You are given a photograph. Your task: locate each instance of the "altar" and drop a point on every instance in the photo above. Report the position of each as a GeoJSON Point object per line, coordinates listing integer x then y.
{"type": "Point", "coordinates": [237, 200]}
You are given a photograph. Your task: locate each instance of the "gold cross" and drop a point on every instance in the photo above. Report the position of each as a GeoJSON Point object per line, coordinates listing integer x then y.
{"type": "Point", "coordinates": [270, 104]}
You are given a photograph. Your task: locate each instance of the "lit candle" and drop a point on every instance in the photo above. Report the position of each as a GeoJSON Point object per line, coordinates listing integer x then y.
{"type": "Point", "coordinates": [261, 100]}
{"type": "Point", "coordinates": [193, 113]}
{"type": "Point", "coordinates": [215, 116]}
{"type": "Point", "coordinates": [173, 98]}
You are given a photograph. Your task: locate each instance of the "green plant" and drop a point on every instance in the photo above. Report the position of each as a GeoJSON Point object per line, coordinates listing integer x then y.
——
- [What the exercise asks]:
Could you copy out all of the entries above word for word, with no changes?

- [Result of this exercise]:
You are given a photograph. Your task: locate each instance of the "altar" and drop a point on every instance in the photo above. Report the position of each as a GeoJSON Point object per line, coordinates listing integer x then y.
{"type": "Point", "coordinates": [237, 200]}
You are given a photograph. Your task: locate each instance of the "gold cross" and drop a point on every instance in the photo above. Report the position of each as a GeoJSON Point object per line, coordinates listing integer x then y.
{"type": "Point", "coordinates": [270, 104]}
You are given a photograph. Your task: locate each instance of the "lit candle" and drop a point on every instance in the photo above. Report the position of each as a GeoJSON Point object per line, coordinates listing integer x then y.
{"type": "Point", "coordinates": [261, 100]}
{"type": "Point", "coordinates": [193, 113]}
{"type": "Point", "coordinates": [215, 116]}
{"type": "Point", "coordinates": [173, 98]}
You are given a photograph. Your task: locate each instance of the "green plant" and drop a point on every instance in the photo above. Report the position of each as a GeoJSON Point object per line, coordinates listing integer x then y.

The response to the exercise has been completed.